#### [STATED GOAL]
Copy out every one of the entries below, changing "automated detector" to "object detection system" wherever it occurs and leaving everything else as it is.

####

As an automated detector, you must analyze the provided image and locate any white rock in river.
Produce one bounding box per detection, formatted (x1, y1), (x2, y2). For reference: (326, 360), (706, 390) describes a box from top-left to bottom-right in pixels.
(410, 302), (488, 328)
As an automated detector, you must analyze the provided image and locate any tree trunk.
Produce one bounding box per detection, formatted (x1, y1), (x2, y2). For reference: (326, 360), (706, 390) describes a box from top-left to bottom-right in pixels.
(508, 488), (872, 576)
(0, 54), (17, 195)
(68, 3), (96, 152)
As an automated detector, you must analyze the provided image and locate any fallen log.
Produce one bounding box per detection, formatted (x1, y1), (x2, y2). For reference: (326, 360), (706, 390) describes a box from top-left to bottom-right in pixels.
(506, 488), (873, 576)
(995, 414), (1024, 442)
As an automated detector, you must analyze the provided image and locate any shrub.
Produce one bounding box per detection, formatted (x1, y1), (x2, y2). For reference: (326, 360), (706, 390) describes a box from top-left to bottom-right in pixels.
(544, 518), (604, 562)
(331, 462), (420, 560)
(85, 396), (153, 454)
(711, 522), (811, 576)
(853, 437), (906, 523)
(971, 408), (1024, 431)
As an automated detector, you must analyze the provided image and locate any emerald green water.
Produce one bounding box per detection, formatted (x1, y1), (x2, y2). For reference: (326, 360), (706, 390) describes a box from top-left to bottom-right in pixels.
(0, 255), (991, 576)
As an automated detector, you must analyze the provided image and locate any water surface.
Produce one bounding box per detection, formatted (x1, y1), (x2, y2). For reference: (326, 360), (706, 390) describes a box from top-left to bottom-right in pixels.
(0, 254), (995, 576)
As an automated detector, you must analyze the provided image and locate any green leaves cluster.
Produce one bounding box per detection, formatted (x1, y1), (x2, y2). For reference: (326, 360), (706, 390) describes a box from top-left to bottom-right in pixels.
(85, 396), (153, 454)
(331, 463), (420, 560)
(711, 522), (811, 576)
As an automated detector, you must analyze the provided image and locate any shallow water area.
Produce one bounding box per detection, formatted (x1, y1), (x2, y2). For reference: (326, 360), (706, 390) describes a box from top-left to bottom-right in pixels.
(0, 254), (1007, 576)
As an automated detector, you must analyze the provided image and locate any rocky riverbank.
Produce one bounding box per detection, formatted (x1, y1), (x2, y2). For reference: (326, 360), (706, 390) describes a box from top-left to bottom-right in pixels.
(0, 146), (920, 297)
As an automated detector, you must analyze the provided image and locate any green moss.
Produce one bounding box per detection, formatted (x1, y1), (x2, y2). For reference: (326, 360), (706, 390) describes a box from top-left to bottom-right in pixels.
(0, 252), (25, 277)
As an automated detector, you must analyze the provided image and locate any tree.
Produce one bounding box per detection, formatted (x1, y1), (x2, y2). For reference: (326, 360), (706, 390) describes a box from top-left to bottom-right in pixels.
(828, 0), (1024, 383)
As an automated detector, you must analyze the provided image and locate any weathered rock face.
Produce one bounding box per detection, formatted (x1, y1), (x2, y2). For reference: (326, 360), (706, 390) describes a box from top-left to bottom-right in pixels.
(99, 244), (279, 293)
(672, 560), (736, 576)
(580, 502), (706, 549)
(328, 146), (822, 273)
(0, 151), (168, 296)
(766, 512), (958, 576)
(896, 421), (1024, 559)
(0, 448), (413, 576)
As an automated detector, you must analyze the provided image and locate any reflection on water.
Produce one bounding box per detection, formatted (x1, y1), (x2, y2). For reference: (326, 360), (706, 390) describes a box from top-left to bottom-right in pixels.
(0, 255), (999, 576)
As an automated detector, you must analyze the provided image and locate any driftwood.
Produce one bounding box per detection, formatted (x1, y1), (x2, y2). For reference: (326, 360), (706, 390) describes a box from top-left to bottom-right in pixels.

####

#### [OUTPUT]
As an object detection system, you must analyze the provided image and locate any white rock in river.
Produce one bounding box per detection, formatted (x1, y1), (x2, y2). For reference: (326, 360), (706, 390) describes a box from top-left to bottom-right in pixels.
(410, 302), (488, 328)
As an object detection system, you must analyze the provided image and locate any tree trunk.
Produce one bounding box per detection, formatted (x1, y1), (x2, y2). For reference: (326, 360), (706, 390) describes a box from top-left to bottom-right in pixels.
(508, 488), (872, 576)
(0, 54), (17, 195)
(68, 3), (96, 152)
As an object detection system, you must analyze the provided image and locate any fallen log.
Produce one bounding box per detection, formatted (x1, y1), (x2, y2). For reference: (326, 360), (706, 390) describes a box from top-left to bottom-right in pixels.
(506, 488), (873, 576)
(995, 414), (1024, 442)
As an object detection system, you must analyze the provided image and locate any shrub.
Produce one bounding box per detection, formatted (x1, y1), (x2, y2). For reference: (326, 360), (706, 390) describes a box from top-left to bottom-right in pixels.
(544, 518), (604, 562)
(331, 462), (420, 560)
(85, 396), (153, 454)
(711, 522), (811, 576)
(853, 437), (906, 523)
(971, 408), (1024, 431)
As an object detection system, you must analyze the provided image and locate any emerald green water.
Produce one bounding box per detection, formatted (x1, y1), (x2, y2). For reference: (326, 360), (706, 390) describes a box from top-left to bottom-right in pixels.
(0, 255), (991, 576)
As an object detection system, you must analyze the provided image and locate any water surface.
Produce one bounding box per detection, formatted (x1, y1), (x2, y2). For reference: (326, 360), (706, 390) describes a box from top-left to bottom-right in pixels.
(0, 254), (995, 576)
As an object detection system, you must analyze the provided image and locate any green leaves cluster.
Produce one bounding box per detection, formatted (x1, y1), (x2, y2). For reference: (326, 360), (706, 390) describes a box from top-left to bottom-right in pixels.
(85, 396), (153, 454)
(331, 463), (420, 560)
(711, 522), (811, 576)
As an object detection system, you must analyze the provided image and locate any shallow water area.
Produce one bounding box per detection, formatted (x1, y1), (x2, y2). For reference: (326, 360), (706, 390) describes a box from top-left to bottom-right in pixels.
(0, 254), (1007, 576)
As an object detection system, you must analyze the provided image and locate any rocky riverbank.
Produce one bounding box per detection, formatted (x1, y1), (x2, y2). For reference: (326, 360), (706, 390) describes a box from top-left to bottom-right in pixels.
(0, 146), (920, 297)
As an object detection system, you must analyze the provided image and locate any green moss.
Produce one bounding box per detection, formatted (x1, y1), (x2, y2). For reference: (326, 360), (706, 390) describes a box from top-left to bottom-right in pixels.
(0, 252), (25, 277)
As an object detection system, you must analyze the provided image and locate any tree.
Produce one bounding box per detection, formatted (x1, y1), (x2, y2). For reference: (326, 360), (706, 390) describes a box from top-left to bottom-right in pixels.
(828, 0), (1024, 383)
As an object detection system, you must analyze the provided image and locate any weathered rock face.
Produce one bounding box per detection, formatted (x1, y1), (x2, y2). For reference: (326, 360), (706, 390) describes a box from top-left to bottom-right in pixels.
(99, 244), (279, 293)
(672, 560), (736, 576)
(580, 502), (706, 549)
(328, 146), (822, 273)
(0, 151), (168, 296)
(766, 512), (958, 576)
(896, 421), (1024, 559)
(0, 448), (413, 576)
As an object detection system, you must analyze the provided image and locate any reflection on water.
Produce one bounding box per detection, formatted (x1, y1), (x2, y2). For reference: (326, 360), (706, 390) describes a box from top-left to bottom-right in pixels.
(0, 255), (999, 576)
As an object detection system, you must analyze the provided image and locate any driftwood.
Produce one bounding box per detection, formatted (x1, y1), (x2, y2). For reference: (326, 360), (706, 390) describes a box from top-left to bottom-right in pixels.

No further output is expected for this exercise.